● **Task details**:
Rewrite the rows, putting "Goal" wherever "Objective" occurs and keeping every other word unchanged.

--- start Available data ---

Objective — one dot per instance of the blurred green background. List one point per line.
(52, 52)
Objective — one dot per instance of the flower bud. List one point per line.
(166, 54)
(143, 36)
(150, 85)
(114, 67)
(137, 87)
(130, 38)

--- end Available data ---

● **The answer**:
Goal — one dot per instance of the blurred green background. List one point per line.
(52, 52)
Goal — one dot per instance of the flower bud. List one point per line.
(166, 54)
(143, 36)
(150, 85)
(114, 67)
(137, 87)
(130, 38)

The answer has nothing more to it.